Data for this task:

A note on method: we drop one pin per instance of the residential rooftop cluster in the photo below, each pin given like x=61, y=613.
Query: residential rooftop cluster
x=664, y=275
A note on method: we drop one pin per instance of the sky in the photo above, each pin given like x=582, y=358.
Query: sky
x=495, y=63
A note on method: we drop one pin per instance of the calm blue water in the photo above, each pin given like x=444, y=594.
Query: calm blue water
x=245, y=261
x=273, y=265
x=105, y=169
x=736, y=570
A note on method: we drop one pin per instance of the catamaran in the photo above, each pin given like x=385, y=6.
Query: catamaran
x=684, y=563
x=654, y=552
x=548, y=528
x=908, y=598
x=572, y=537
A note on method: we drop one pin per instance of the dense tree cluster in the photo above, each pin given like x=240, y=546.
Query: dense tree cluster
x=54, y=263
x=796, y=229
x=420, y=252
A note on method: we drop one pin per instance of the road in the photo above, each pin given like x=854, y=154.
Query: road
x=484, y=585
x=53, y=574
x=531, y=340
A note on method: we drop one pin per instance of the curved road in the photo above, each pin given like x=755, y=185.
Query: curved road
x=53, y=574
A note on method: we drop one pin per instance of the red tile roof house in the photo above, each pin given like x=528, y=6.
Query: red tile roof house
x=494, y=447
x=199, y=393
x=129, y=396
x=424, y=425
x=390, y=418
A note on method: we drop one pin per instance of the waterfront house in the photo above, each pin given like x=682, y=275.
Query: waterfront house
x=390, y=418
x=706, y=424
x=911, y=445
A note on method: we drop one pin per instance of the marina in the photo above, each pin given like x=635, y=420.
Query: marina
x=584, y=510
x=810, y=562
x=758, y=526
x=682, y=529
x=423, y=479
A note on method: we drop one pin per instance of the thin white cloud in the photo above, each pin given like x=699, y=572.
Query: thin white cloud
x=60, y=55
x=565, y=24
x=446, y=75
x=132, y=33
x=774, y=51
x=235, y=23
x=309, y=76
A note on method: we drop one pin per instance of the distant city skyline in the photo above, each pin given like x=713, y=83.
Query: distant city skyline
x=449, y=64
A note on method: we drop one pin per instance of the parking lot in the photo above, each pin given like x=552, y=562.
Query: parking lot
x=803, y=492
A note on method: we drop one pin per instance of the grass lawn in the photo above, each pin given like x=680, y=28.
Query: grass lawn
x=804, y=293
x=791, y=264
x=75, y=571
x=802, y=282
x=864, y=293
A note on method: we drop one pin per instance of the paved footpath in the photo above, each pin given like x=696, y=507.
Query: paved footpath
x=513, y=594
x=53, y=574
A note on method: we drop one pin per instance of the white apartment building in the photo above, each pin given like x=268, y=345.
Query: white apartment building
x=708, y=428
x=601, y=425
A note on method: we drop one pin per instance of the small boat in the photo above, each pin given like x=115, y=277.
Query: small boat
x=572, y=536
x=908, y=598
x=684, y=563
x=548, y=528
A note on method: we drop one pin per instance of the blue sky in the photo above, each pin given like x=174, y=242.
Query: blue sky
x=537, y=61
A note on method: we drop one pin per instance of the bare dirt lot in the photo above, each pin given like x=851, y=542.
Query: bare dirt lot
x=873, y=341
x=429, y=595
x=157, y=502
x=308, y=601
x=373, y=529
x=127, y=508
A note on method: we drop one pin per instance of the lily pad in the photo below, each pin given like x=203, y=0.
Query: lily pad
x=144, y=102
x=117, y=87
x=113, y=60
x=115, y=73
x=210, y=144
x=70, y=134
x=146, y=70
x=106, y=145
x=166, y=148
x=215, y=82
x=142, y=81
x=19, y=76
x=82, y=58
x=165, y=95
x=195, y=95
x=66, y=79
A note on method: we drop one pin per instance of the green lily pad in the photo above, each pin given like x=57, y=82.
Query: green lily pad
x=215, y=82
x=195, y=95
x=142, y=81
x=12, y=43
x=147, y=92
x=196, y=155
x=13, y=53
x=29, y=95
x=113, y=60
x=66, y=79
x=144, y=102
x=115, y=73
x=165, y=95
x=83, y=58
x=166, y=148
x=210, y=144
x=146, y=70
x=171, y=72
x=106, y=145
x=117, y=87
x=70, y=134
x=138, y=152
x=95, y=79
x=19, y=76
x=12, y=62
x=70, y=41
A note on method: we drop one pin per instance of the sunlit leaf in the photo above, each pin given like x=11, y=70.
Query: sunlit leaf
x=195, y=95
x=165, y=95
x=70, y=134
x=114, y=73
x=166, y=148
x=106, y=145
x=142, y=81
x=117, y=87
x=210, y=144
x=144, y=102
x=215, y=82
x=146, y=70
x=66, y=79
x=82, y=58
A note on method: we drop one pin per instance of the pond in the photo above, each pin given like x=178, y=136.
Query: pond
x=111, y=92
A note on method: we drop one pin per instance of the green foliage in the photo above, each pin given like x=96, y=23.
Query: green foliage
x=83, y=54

Directive: Copy out every one of the lines above word for word, with nothing left out or changed.

Expected output:
A note on method: we drop one pin per instance of the residential rooftop cluster in the photo below, each pin given like x=61, y=613.
Query: residential rooftop cluster
x=664, y=275
A note on method: we drop one pin per instance of the sky in the photo above, each pin given like x=582, y=358.
Query: sky
x=495, y=63
A note on method: we drop one pin per instance of the calm blue water in the photo above, each pin given like x=444, y=594.
Query: calm blue water
x=245, y=261
x=273, y=265
x=105, y=169
x=736, y=570
A note on method: we drop one pin per instance of the catamaran in the photo above, each pin given like x=385, y=6.
Query: catamaran
x=684, y=563
x=654, y=552
x=548, y=528
x=908, y=598
x=572, y=537
A note on method: we drop one pin per instance of the dense tree cluster in the photo above, each pin given like x=240, y=546.
Query: dense tree cluster
x=54, y=263
x=796, y=229
x=420, y=252
A note on method: we drop one pin per instance of the road in the photo above, each pin given like x=854, y=154.
Query: road
x=484, y=585
x=53, y=574
x=531, y=340
A note on method: we drop one pin per instance of the curved road in the photo above, each pin given like x=755, y=185.
Query: curved road
x=53, y=574
A note on method: we drop one pin per instance of the red tile roof house in the photo above, each pin given like x=528, y=6.
Query: red tile roof house
x=494, y=447
x=199, y=393
x=129, y=396
x=424, y=425
x=390, y=418
A note on method: we drop one pin per instance of the waterfront house in the photo above, each pin given like x=682, y=275.
Query: waterfront house
x=390, y=418
x=706, y=424
x=911, y=445
A note on method: we drop one pin per instance of the marina in the photo above, each pin given like x=635, y=420.
Query: marina
x=584, y=510
x=810, y=562
x=758, y=526
x=682, y=529
x=423, y=479
A note on method: we drop one pin per instance of the thin white cloud in the photo above, each pin given like x=699, y=572.
Query: thin white cloud
x=60, y=55
x=565, y=24
x=446, y=75
x=132, y=33
x=774, y=51
x=235, y=23
x=309, y=76
A note on method: we drop one pin per instance of the distant city skyline in the photo above, each pin given like x=713, y=83.
Query: distant city skyline
x=449, y=64
A note on method: we drop one pin per instance of the parking lot in the photo above, each pin given like x=552, y=562.
Query: parking lot
x=803, y=492
A note on method: we drop one pin per instance of the grass lawn in the photo above, each pin given like x=680, y=28.
Query: grass lawn
x=804, y=293
x=791, y=264
x=75, y=571
x=802, y=282
x=864, y=293
A note on method: we drop one pin per instance of the paved footpath in the photo above, each pin given like x=696, y=507.
Query: paved footpath
x=513, y=594
x=53, y=574
A note on method: we drop one pin per instance of the white apartment building in the photo above, each pin given like x=268, y=345.
Query: white apartment building
x=708, y=428
x=601, y=425
A note on method: we drop one pin per instance of the small boat in the photo above, each pin given like x=115, y=277.
Query: small boat
x=572, y=536
x=908, y=598
x=684, y=563
x=548, y=528
A note on method: we drop one pin per instance of the blue sky in the photo above, each pin given like x=174, y=242.
Query: blue sky
x=537, y=61
A note on method: we drop one pin per instance of the bare dirt lot in the photo above, each pin given like x=851, y=542.
Query: bare dirt lot
x=873, y=341
x=429, y=595
x=157, y=502
x=308, y=601
x=373, y=529
x=127, y=508
A note on method: we drop one pin per instance of the lily pad in the photo below, each pin given like x=203, y=0.
Query: lily pad
x=144, y=102
x=117, y=87
x=113, y=60
x=115, y=73
x=210, y=144
x=70, y=134
x=146, y=70
x=106, y=145
x=166, y=148
x=215, y=82
x=142, y=81
x=19, y=76
x=82, y=58
x=165, y=95
x=195, y=95
x=66, y=79
A note on method: we drop one pin per instance of the green lily pad in the photo above, each pin given like x=57, y=82.
Query: green lily pad
x=215, y=82
x=195, y=95
x=142, y=81
x=12, y=43
x=147, y=92
x=196, y=155
x=13, y=53
x=29, y=95
x=113, y=60
x=66, y=79
x=144, y=102
x=115, y=73
x=165, y=95
x=83, y=58
x=166, y=148
x=210, y=144
x=146, y=70
x=171, y=72
x=106, y=145
x=117, y=87
x=70, y=134
x=138, y=152
x=95, y=79
x=19, y=76
x=12, y=62
x=70, y=41
A note on method: we drop one pin per instance of the sunlit leaf in the photo above, each pin given like x=11, y=70.
Query: sunlit leaf
x=195, y=95
x=165, y=95
x=70, y=134
x=114, y=73
x=166, y=148
x=106, y=145
x=142, y=81
x=117, y=87
x=210, y=144
x=144, y=102
x=215, y=82
x=146, y=70
x=66, y=79
x=82, y=58
A note on method: we drop one pin per instance of the pond in the photo above, each pin given like x=178, y=136.
Query: pond
x=111, y=92
A note on method: we drop one pin per instance of the green foliage in the photo above, each pin given like x=96, y=23.
Query: green foliage
x=83, y=54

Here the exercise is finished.